BEGIN
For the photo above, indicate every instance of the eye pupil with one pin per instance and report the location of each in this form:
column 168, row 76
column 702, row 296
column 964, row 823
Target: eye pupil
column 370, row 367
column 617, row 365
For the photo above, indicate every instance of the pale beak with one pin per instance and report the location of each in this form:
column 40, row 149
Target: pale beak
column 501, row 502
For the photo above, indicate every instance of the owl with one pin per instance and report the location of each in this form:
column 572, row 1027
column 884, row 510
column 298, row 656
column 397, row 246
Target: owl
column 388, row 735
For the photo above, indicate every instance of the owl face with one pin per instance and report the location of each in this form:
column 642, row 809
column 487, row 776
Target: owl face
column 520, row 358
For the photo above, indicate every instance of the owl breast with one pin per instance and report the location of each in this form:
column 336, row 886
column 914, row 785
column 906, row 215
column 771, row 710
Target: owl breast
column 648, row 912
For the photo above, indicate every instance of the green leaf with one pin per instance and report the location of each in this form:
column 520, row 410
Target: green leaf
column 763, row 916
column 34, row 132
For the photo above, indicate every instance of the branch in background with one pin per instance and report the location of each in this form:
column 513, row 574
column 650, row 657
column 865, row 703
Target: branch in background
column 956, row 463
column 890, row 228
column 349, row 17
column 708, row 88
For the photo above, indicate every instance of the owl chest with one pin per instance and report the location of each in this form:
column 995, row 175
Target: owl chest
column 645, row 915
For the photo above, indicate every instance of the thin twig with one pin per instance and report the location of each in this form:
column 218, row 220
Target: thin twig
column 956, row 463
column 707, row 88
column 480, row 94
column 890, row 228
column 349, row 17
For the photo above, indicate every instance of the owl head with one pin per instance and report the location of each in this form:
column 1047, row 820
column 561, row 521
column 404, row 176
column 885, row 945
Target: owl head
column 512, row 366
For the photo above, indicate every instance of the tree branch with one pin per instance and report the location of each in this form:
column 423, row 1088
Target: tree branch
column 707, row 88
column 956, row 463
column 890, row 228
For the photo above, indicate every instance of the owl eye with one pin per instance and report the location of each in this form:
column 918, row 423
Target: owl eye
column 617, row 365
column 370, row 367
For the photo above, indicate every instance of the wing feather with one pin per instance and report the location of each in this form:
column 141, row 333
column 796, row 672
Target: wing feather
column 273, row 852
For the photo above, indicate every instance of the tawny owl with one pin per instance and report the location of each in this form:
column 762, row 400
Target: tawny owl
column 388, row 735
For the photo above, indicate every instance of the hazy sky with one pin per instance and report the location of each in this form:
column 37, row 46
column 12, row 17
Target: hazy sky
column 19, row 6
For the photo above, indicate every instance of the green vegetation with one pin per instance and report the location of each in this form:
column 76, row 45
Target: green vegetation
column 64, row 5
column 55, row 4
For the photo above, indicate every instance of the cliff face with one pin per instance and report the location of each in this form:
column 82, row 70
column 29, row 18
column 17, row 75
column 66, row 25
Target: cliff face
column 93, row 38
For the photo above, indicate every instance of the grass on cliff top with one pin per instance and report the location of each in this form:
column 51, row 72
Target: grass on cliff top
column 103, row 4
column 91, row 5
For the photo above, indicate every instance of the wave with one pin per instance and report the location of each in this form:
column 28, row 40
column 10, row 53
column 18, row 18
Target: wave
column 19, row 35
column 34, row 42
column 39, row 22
END
What to work on:
From the records above, print only the lines between the one holding "For the photo above, indicate every instance of the cliff" and the one holding "column 51, row 72", inclusive, exactly as they stand.

Result for this exercise:
For the photo above, indicate every instance of the cliff face with one pin per instance and report the location of each in this form:
column 82, row 70
column 29, row 18
column 17, row 75
column 66, row 25
Target: cliff face
column 93, row 38
For the photo above, indicate every instance of the grass on cliff top with one pin per instance and report the location of each in this form:
column 51, row 72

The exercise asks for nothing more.